Please copy word for word everything in the Yermakhan Ibraimov profile from "Personal information" down to "(5 ft 11 in)".

── SELECTED PASSAGE

Personal information
- Full name: Ермахан Ибраимов
- Nationality: Kazakhstan
- Born: 1 January 1972 (age 54) Jambyl Region, Kazakh SSR, Soviet Union
- Height: 1.80 m (5 ft 11 in)
- Weight: 71 kg (157 lb)

Sport
- Sport: Boxing
- Weight class: Light-Middleweight

Medal record
Olympic Games
| Bronze medal – third place | 1996 Atlanta | Light Middleweight |
| Gold medal – first place | 2000 Sydney | Light Middleweight |
World Amateur Championships
| Silver medal – second place | 1997 Budapest | Light Middleweight |
| Bronze medal – third place | 1999 Houston | Light Middleweight |
Asian Games
| Gold medal – first place | 1998 Bangkok | Light Middleweight |
Asian Amateur Boxing Championships
| Gold medal – first place | 1999 Tashkent | Light Middleweight |

= Yermakhan Ibraimov =

Kazakh boxer (born 1972)

────
── RAW DATA

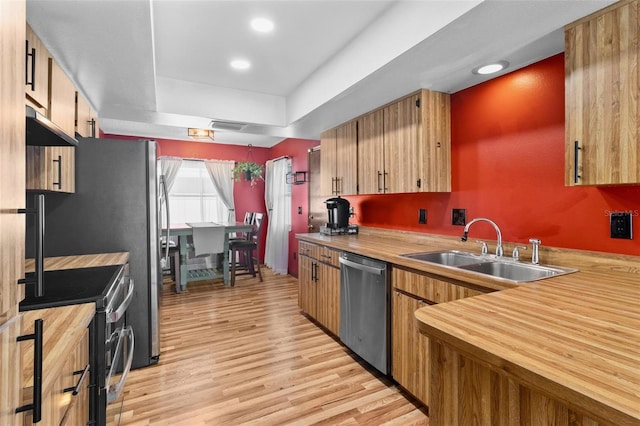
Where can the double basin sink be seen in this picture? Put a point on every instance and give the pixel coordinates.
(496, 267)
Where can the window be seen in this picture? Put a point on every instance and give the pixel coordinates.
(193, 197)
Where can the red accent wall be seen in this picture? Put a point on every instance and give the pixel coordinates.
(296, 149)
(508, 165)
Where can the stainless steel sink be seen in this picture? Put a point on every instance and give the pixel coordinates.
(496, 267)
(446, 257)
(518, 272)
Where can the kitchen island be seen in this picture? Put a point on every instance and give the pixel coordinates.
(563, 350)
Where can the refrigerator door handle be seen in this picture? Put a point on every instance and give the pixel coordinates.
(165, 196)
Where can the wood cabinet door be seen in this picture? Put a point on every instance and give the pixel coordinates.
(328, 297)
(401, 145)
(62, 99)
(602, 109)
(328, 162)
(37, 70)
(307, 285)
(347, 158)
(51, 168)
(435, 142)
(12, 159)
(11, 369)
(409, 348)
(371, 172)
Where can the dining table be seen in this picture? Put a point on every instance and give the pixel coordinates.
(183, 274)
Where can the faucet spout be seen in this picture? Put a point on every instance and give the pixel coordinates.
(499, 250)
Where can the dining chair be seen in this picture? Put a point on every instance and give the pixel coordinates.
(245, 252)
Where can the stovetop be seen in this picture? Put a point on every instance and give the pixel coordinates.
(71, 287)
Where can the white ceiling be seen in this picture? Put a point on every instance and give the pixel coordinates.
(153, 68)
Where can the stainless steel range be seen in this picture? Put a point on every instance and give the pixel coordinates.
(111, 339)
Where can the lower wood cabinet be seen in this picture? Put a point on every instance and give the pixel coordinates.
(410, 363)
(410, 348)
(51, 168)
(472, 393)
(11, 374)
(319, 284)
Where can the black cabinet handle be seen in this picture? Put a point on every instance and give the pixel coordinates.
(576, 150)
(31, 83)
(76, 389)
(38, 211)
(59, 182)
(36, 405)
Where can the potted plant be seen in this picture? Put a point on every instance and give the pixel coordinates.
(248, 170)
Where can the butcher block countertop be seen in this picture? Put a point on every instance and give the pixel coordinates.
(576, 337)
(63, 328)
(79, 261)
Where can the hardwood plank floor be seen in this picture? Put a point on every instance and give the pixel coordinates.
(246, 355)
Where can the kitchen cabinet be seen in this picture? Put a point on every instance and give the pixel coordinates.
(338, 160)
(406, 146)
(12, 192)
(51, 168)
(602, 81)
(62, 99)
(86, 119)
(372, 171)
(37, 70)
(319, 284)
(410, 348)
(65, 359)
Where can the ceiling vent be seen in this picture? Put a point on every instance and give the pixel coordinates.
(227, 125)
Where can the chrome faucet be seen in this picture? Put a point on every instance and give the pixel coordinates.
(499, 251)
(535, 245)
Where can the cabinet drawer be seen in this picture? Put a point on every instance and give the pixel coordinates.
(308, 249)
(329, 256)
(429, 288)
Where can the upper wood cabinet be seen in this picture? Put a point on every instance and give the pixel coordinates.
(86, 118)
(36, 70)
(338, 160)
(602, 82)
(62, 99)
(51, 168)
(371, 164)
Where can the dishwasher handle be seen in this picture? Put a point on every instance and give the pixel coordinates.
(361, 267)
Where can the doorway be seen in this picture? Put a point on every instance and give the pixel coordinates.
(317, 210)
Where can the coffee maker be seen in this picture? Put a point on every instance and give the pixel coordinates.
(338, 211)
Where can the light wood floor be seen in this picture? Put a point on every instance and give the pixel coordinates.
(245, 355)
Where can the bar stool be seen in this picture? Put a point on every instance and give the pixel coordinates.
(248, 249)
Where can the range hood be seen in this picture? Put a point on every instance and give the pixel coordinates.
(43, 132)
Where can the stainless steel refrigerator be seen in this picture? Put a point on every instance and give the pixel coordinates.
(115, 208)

────
── RAW DATA

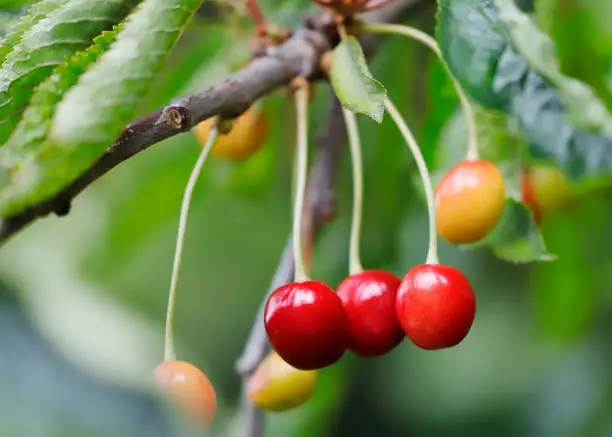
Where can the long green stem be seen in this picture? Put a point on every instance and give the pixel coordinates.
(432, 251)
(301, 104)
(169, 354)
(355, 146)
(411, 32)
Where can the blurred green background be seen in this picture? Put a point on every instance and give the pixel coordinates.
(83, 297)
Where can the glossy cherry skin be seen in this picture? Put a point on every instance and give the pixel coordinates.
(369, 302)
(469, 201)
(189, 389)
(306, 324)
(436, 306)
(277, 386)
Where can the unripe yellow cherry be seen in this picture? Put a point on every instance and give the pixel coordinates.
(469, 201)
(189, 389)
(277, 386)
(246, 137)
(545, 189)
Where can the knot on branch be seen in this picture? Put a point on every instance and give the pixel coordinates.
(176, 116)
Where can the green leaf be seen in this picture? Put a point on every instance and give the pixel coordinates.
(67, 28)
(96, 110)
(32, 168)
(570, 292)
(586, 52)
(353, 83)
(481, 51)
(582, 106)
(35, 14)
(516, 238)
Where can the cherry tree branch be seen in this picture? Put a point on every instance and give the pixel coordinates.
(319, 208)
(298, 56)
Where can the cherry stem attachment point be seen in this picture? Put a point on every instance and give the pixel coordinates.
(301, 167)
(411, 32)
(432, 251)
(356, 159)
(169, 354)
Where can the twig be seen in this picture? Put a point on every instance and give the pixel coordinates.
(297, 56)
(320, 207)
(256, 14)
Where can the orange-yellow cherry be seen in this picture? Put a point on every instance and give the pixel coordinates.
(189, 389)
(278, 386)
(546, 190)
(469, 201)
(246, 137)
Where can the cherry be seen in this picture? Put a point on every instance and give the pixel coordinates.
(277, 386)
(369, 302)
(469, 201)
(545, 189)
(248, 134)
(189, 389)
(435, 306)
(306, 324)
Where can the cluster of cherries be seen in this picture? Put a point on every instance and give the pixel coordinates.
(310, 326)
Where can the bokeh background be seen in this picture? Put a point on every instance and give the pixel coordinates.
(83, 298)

────

▸ RESULT
Personal information
- Full name: Ермахан Ибраимов
- Nationality: Kazakhstan
- Born: 1 January 1972 (age 54) Jambyl Region, Kazakh SSR, Soviet Union
- Height: 1.80 m (5 ft 11 in)